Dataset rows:
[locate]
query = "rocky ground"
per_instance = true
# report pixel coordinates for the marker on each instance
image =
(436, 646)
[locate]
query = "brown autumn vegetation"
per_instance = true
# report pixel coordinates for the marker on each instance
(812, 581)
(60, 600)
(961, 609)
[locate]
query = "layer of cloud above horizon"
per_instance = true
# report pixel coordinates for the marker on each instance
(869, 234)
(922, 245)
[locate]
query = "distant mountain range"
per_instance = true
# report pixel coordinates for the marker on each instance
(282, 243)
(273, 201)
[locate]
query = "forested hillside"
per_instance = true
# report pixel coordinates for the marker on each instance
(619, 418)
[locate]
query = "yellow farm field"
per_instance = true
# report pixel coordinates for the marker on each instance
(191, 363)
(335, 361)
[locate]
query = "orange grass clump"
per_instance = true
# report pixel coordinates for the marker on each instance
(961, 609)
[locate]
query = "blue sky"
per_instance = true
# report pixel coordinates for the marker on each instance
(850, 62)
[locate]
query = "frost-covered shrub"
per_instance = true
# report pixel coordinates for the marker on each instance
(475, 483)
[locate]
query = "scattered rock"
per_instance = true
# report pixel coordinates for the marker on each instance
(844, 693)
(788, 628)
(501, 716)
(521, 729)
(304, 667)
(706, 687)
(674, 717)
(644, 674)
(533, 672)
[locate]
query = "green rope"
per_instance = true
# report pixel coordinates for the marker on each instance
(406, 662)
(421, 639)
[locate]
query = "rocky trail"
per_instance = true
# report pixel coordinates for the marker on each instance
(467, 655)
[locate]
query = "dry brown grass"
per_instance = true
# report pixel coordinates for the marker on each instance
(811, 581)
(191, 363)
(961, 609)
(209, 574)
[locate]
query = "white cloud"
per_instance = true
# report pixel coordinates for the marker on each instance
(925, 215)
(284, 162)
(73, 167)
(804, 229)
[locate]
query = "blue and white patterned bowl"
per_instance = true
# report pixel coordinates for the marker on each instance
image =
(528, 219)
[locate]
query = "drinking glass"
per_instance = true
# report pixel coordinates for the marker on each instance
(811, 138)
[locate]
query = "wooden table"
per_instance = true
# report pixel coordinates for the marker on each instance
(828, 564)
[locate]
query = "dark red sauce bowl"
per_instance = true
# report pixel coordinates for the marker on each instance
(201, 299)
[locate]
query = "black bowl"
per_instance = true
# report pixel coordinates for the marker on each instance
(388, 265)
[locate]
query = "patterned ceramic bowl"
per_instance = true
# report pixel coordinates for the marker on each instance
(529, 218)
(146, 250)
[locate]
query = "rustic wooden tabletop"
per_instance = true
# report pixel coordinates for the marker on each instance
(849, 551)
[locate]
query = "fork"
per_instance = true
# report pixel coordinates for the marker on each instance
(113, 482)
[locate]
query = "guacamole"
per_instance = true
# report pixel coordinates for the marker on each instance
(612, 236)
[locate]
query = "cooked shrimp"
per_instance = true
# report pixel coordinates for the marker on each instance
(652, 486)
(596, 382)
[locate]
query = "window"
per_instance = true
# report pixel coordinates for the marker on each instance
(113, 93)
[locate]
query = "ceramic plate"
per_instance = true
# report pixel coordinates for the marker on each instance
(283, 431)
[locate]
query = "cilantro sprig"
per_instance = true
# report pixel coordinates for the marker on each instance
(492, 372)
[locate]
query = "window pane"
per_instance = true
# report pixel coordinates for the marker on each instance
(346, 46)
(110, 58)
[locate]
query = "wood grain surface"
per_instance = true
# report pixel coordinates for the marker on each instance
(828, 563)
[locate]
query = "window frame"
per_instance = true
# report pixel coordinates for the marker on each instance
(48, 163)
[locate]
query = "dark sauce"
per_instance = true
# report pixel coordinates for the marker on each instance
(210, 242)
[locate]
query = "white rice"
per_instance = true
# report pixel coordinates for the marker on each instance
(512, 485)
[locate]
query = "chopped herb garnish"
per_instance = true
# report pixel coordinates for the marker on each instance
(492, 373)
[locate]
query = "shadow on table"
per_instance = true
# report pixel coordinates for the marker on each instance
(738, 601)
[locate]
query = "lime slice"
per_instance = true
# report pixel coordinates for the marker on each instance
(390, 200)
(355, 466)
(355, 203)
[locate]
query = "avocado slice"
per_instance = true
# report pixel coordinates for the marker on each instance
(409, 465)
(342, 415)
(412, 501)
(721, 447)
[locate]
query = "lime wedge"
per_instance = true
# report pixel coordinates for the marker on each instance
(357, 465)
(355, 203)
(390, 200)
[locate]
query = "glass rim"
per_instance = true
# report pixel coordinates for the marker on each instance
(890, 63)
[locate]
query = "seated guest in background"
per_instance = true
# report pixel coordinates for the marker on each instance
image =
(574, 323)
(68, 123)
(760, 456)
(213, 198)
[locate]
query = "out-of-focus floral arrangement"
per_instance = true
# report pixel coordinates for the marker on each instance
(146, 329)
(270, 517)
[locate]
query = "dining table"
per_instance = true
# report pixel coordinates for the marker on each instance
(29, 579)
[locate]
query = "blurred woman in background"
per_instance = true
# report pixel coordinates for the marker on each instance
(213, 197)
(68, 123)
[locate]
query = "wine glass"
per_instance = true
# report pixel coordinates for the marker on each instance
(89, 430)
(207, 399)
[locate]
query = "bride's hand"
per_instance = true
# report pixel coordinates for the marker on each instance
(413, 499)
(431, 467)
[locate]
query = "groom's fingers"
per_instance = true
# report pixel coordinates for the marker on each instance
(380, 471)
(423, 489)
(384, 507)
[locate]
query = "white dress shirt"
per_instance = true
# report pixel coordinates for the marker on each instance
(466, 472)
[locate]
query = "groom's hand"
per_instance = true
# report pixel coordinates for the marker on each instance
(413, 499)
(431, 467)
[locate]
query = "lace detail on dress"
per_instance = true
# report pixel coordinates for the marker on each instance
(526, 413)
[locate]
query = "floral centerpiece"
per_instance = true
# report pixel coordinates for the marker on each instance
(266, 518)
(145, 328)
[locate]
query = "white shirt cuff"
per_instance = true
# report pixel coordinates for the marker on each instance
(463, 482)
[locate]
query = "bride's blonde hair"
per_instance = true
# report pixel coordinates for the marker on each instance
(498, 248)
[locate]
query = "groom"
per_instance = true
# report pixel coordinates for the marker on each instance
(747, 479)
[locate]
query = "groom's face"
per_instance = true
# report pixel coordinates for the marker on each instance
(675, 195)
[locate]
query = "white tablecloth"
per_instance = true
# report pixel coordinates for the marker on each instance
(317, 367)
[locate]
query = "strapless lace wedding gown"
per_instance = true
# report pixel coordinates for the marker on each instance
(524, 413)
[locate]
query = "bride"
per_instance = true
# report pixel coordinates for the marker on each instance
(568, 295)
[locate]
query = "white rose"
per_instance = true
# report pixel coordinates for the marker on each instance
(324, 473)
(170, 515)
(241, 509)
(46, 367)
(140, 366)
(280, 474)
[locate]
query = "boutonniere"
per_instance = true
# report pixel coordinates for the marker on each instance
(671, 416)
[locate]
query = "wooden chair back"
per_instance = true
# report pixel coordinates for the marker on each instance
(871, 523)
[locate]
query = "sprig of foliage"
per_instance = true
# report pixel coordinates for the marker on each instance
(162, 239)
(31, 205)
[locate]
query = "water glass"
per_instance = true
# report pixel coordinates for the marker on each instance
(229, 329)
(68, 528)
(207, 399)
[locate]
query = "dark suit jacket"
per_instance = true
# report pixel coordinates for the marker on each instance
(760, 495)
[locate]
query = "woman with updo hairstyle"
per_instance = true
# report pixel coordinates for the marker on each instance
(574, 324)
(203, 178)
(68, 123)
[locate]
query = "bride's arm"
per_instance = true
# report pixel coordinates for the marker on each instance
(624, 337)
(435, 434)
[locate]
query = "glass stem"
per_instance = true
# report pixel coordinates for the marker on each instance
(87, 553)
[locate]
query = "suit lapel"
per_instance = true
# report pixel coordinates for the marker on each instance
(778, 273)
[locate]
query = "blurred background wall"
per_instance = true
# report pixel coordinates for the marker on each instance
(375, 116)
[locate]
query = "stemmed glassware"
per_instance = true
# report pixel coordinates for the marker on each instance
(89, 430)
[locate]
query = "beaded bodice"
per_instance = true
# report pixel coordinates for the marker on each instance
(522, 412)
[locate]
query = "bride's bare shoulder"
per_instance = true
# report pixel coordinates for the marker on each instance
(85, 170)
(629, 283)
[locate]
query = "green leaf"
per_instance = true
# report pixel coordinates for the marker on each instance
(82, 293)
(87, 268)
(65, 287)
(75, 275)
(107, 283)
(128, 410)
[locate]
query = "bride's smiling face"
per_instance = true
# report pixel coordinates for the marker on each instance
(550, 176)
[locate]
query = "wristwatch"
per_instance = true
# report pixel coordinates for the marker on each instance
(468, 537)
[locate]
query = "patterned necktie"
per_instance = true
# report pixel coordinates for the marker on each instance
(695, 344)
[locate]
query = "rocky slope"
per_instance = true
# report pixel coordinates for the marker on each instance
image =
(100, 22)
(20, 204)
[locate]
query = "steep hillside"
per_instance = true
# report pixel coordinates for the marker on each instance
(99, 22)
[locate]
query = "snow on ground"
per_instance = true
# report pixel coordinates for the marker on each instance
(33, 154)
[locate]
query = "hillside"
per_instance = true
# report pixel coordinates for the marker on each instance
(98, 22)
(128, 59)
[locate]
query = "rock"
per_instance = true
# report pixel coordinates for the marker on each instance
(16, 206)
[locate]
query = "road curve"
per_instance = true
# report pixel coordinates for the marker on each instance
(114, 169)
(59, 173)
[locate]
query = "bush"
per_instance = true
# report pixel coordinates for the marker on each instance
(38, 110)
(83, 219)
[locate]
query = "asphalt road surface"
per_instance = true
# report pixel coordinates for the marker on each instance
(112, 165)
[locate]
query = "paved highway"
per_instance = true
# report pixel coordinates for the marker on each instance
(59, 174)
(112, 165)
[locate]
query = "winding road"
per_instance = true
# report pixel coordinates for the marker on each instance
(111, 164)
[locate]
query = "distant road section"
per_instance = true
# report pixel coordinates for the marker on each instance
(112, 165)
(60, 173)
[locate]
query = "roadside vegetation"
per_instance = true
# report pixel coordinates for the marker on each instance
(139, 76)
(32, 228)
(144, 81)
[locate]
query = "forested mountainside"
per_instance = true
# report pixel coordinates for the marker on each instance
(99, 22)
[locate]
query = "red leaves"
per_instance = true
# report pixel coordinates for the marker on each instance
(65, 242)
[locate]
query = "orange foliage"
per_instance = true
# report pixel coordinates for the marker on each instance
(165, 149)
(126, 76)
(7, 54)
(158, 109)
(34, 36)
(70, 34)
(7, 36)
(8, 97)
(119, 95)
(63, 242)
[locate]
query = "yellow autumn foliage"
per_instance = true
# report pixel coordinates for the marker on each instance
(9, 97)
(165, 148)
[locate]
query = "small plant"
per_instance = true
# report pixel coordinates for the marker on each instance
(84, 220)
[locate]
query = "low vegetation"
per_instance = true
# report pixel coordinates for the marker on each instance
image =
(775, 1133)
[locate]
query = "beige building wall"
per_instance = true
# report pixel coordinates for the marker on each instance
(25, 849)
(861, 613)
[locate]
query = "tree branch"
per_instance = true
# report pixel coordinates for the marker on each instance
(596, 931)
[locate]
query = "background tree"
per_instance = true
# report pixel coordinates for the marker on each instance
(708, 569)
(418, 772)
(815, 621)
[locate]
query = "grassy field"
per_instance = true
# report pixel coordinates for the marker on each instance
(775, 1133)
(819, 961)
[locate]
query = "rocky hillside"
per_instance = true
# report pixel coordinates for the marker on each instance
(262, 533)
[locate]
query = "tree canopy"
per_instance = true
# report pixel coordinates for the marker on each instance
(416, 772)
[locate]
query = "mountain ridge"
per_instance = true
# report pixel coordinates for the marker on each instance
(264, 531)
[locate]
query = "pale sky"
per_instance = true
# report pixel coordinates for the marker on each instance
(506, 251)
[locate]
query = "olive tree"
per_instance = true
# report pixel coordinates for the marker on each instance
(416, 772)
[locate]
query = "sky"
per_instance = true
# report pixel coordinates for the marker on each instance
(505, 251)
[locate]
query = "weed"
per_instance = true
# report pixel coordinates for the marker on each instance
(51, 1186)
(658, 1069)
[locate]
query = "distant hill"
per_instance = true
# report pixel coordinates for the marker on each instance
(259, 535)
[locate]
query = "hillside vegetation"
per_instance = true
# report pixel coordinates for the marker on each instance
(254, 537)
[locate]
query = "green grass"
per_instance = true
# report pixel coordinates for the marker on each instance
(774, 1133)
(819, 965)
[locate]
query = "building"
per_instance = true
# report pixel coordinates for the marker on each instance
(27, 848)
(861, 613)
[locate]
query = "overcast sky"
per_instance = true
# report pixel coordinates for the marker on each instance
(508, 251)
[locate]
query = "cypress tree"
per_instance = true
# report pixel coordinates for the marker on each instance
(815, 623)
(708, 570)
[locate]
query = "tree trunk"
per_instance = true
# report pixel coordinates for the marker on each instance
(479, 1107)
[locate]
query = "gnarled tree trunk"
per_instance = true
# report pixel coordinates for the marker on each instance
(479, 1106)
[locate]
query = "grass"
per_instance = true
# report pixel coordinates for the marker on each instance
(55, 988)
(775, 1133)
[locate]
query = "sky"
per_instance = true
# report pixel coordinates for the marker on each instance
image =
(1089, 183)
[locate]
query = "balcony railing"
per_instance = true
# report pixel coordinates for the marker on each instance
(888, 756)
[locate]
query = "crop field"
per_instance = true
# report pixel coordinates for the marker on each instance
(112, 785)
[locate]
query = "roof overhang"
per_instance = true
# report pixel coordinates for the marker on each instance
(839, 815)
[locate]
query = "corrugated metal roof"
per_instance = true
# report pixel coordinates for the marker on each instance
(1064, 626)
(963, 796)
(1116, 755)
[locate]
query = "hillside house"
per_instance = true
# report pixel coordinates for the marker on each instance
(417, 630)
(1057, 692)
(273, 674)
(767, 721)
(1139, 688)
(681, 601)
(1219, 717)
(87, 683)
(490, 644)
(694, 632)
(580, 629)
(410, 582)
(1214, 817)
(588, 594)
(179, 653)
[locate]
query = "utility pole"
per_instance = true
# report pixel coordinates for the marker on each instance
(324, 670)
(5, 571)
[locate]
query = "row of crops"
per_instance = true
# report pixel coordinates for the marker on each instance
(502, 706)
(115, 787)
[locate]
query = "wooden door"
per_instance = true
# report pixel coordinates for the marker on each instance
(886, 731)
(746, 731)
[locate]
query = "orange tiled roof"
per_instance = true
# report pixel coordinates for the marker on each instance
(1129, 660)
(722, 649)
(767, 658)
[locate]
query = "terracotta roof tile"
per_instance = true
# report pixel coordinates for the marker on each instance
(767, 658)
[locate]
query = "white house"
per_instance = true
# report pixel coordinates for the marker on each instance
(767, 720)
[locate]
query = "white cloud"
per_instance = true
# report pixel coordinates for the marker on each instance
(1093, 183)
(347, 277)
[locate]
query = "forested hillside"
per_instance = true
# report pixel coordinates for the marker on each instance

## WORK TO COMPLETE
Please return each line from the entries above that contains the word "orange", treating uppercase and lowercase as different.

## THE COMPLETED TASK
query = "orange grass clump"
query = "orange foliage"
query = "orange tiled roof"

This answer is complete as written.